* Start Extracted text *

Thanksgiving Strudel

I'm heading to Baltimore this afternoon for Thanksgiving and decided to make my Nana's Apricot Strudel for the holiday. We discovered the recipe after she died, written on a yellowed index card with barely any instructions, just a list of ingredients and oven baking time and temperature.

I have such strong memories of her strudel, and have tied them in my memory to her identity. She was the buttery, sweet apricot deliciousness with the slight bitterness of the walnuts and coconut. Especially her apricot colored hair, always coiffed into a sleek helmet of browning blonde, framing her plump, rosy cheeks and big brown eyes.

Every summer, I would get a package at camp with a big, blue Danish cookie tin filled with the strudel, layered with lace doilies. Inside each little treasured piece, was apricot, coconut and walnut filling and it's hard to describe how it all formed a satisfying paste inside the flakey butter crust, but it was so good and I hate to think I didn't share, but I probably hoarded it....

I wish I could transfer the comforting, delicious smell of butter and warm apricot in my kitchen right now through the internet to you... I made the dough yesterday and left it in the refrigerator to rest and come together. It's 1/2 a lb of salted butter, 1 pint of sour cream (a cup) and 2 cups of All Purpose Flour sifted and combined with the other ingredients. I creamed them in my Cuisinart,( my lazy short cut around a handheld mixer).

* End Extracted text *
* Start Data records *

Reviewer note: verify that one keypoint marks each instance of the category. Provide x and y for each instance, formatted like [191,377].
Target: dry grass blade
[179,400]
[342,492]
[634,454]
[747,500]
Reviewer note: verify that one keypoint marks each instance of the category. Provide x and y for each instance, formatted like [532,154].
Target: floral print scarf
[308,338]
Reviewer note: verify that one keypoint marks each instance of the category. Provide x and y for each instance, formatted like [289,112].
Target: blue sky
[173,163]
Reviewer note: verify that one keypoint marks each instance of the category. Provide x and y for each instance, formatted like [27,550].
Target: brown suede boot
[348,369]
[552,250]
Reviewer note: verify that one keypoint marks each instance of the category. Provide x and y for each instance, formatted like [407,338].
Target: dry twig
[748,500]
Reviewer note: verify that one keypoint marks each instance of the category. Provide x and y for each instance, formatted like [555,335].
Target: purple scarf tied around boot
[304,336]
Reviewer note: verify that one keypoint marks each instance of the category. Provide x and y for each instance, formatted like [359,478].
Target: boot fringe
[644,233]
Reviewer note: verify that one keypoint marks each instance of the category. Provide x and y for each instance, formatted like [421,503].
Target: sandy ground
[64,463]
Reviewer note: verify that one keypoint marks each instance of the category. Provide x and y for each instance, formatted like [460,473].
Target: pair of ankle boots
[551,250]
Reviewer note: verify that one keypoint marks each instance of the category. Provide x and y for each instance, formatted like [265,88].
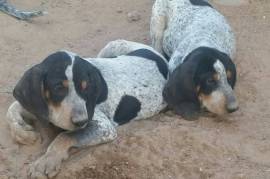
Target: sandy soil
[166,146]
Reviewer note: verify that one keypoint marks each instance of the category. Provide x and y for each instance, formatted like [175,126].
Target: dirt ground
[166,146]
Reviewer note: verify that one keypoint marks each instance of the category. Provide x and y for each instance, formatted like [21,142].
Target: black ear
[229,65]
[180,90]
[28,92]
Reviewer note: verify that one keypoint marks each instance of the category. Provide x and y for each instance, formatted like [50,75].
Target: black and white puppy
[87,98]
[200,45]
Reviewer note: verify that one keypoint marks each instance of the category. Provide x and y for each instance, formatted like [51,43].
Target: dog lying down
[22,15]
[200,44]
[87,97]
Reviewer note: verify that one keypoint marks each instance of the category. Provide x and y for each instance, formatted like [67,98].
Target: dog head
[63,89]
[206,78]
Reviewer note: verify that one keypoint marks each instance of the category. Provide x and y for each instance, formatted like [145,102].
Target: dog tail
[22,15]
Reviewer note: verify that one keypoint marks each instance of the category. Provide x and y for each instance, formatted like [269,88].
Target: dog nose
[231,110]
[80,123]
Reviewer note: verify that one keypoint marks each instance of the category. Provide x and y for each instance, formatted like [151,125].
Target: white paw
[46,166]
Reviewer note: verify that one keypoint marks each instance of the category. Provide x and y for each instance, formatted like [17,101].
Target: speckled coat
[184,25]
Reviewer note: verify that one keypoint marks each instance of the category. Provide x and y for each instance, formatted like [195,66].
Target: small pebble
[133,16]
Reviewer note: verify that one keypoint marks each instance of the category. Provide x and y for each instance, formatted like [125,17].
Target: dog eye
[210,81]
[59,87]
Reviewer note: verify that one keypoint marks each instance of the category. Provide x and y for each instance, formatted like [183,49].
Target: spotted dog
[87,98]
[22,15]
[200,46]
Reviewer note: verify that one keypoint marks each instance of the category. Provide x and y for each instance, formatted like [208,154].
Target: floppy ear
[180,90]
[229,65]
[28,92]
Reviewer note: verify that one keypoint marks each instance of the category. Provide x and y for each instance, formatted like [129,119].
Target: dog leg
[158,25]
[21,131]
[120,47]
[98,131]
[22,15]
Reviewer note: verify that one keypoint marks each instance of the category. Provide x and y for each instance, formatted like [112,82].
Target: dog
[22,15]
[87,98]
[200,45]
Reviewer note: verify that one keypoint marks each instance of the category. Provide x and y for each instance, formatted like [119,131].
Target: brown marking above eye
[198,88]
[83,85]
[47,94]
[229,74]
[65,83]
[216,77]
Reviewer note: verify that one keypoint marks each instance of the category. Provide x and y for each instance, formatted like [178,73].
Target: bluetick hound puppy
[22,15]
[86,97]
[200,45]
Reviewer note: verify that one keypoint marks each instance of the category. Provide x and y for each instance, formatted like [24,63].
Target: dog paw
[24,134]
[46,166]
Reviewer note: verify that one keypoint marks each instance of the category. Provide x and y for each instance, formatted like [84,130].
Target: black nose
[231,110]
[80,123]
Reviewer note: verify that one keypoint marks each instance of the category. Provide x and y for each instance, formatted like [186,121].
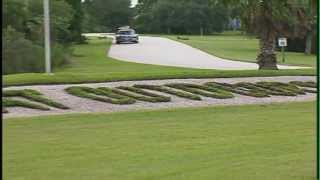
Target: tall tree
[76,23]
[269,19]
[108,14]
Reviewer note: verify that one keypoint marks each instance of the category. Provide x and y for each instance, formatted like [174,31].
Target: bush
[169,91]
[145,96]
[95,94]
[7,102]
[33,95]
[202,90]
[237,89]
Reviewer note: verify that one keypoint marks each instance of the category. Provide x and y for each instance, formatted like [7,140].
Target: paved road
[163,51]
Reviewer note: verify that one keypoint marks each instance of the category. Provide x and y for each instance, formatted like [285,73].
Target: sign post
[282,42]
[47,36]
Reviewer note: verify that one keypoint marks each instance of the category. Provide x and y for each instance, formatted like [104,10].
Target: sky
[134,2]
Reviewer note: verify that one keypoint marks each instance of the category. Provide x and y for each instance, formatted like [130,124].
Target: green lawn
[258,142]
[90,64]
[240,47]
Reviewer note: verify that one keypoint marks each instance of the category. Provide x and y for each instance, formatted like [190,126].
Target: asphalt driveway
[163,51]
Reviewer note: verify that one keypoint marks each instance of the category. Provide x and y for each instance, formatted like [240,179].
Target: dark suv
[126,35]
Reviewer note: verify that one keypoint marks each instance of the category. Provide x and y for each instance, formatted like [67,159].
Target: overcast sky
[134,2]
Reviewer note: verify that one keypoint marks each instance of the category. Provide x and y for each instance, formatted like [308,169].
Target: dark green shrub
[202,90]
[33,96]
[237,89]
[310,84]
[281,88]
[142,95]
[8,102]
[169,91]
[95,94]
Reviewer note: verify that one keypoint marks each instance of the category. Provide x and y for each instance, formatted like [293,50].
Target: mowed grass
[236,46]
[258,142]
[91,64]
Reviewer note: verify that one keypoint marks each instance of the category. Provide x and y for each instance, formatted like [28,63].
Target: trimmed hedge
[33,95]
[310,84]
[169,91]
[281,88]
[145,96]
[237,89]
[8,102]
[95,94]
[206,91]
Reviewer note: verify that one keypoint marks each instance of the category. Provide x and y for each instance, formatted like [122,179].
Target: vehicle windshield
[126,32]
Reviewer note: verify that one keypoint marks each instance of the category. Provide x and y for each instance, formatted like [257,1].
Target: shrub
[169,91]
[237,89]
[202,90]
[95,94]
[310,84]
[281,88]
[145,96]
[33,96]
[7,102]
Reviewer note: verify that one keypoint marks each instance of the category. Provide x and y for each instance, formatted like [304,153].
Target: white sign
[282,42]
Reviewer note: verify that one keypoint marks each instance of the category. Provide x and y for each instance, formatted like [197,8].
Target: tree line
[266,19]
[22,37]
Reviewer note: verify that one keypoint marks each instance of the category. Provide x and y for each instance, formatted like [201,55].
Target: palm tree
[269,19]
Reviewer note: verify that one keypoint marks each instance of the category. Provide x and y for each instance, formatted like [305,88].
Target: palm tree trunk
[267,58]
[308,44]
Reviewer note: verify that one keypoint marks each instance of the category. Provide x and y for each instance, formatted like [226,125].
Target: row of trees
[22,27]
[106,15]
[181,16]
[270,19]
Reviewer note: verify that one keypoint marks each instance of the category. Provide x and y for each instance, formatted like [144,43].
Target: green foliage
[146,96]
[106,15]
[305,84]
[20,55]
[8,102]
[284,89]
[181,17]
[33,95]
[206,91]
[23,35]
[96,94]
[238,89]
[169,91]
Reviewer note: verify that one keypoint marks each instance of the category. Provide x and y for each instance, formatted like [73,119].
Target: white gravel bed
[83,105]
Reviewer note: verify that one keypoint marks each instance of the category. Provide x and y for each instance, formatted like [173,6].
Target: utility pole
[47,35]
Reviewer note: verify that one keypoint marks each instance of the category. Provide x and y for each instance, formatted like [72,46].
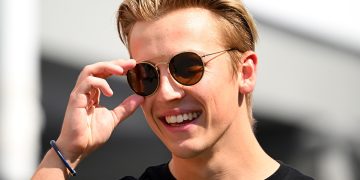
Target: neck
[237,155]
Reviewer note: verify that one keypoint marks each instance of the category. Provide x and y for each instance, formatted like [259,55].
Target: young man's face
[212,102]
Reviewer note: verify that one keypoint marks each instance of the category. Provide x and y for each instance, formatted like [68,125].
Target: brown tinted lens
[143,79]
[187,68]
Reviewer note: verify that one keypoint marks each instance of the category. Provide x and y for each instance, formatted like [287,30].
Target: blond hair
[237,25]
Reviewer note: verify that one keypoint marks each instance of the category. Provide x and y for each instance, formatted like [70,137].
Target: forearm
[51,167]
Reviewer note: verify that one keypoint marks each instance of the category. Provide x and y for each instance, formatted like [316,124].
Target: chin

* End Data records *
* Start Data records *

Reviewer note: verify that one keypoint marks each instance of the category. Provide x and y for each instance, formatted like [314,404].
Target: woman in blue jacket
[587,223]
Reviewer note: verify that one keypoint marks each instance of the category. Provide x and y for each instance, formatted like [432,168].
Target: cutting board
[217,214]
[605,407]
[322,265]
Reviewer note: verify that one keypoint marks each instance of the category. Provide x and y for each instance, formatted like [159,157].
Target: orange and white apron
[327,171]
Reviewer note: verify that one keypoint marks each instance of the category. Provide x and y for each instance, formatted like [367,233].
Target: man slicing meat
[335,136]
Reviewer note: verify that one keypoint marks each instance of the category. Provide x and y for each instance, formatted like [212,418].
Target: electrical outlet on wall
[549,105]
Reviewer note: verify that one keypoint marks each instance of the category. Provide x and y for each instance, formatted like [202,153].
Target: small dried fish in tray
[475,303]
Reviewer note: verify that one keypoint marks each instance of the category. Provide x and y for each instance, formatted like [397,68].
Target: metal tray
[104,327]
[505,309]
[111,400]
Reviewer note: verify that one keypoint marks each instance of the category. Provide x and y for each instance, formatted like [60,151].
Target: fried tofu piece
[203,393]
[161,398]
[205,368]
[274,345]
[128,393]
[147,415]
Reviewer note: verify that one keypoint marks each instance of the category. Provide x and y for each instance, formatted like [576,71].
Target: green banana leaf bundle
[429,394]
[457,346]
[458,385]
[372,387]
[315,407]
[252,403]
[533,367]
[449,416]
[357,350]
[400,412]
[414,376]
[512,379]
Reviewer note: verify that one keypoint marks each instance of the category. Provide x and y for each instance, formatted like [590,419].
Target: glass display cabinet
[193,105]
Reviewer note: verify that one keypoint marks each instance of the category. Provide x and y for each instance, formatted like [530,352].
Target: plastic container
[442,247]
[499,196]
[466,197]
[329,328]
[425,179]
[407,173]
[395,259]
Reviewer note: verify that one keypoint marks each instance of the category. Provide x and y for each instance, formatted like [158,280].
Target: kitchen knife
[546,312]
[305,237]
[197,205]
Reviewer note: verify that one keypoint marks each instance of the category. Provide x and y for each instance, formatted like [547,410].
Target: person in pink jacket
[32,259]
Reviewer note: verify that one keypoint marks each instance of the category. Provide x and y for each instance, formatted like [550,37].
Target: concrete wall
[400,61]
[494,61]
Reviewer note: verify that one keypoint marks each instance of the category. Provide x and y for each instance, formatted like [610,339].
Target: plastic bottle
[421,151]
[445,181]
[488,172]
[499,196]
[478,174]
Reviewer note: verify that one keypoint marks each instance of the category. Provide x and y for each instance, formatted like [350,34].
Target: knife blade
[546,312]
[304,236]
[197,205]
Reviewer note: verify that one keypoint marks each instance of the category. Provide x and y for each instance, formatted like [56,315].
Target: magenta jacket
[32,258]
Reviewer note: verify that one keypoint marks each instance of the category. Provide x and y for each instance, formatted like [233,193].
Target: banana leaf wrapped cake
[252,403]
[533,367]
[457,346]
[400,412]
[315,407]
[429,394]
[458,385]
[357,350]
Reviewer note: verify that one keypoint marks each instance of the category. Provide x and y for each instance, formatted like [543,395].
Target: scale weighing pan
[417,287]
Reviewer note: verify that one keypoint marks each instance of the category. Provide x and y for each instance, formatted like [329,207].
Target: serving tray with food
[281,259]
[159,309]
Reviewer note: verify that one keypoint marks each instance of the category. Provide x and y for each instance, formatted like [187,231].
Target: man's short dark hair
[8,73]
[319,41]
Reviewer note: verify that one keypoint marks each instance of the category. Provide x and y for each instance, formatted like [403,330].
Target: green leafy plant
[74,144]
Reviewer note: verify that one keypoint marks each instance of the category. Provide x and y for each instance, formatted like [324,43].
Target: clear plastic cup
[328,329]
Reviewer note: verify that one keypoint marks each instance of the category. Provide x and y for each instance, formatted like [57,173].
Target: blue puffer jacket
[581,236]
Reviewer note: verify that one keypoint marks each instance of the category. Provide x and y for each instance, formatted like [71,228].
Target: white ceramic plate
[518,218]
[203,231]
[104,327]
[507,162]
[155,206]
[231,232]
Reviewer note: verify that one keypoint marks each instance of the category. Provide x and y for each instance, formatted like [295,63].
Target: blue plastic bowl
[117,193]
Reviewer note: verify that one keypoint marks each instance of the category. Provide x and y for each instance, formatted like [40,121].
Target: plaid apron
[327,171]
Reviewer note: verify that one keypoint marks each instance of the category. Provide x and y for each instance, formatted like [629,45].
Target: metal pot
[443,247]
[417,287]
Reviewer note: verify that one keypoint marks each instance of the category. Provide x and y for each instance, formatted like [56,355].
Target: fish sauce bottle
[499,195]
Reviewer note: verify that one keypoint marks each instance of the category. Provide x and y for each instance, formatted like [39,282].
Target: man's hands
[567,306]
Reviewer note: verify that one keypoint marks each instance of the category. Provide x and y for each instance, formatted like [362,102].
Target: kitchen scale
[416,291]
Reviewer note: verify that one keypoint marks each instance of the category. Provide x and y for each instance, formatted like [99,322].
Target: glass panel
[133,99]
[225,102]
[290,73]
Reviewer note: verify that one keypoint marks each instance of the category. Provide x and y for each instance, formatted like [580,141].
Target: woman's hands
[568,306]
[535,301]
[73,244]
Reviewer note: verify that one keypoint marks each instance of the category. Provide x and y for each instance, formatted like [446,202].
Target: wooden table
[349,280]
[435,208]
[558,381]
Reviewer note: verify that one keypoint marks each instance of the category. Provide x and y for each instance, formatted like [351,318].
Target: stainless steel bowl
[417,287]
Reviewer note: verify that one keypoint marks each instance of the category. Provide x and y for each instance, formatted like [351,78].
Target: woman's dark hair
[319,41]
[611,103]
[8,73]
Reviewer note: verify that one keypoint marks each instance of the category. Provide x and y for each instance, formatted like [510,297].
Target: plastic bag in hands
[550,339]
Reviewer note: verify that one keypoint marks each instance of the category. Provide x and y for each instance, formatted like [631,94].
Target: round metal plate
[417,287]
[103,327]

* End Data records *

What to work on
A. Which ingredients of the filling does the strudel post name? List them all.
B. Pick up the strudel post right after its final sentence and write the next part.
The data has no connection to the strudel post.

Answers to the exercise
A. Apricot, coconut, walnut

B.
This morning I woke up early and got out my wooden pastry board (which my Nana used to roll hers out on, though hers was smaller) and divided the dough into four parts and rolled them out into rectangles. Along one side, I smeared Apricot preserves (from McCutcheon's in Maryland) and then sprinkled it with chopped walnuts and shredded coconut and rolled it into a long tube and laid them on parchment paper to bake in a 425 degree oven. I have a feeling, now that I've baked them, that she probably made a mixture of the preserves, nuts and coconut, but hey, this is my unique version and maybe I'll do another batch in Baltimore and teach my niece how to do it.

My grandfather had a job that took them all over the world and if they had something he really liked, he would point to it and say, "Betty, learn how to make that" and she did. I don't know where the strudel recipe came in, probably from our Austrian ancestors, maybe her mother used to make it and she learned it there. I'll never know, now that she's gone and my Aunt Marge is gone too.

I remember her in her kitchen bustling around and making the strudel, I think it was one of the only times I saw her make it and she was attempting to teach me how, though she was impatient and kept correcting me, "No, No, that's all wrong" and then taking over the rolling pin to do it the right way. She wore a hostess apron tied over her immaculate, custom-made dress to keep from getting flour on herself. I have to admit, she was a cranky fusspot with a great sense of humor and a searing commentary on all who crossed her path the wrong way. And I think at the bottom of it all, she wanted to be loved and approved of, just like all of us and the easiest way to reach this was through cooking and baking.

Mine don't look the way hers did, I wish I remembered more of that lesson, but the taste, oh the tasted, brings it all back to me...I think I have her to thank for my love of food and flair for flavor, so it seems appropriate to honor her memory with my own strudel of love. Happy Thanksgiving!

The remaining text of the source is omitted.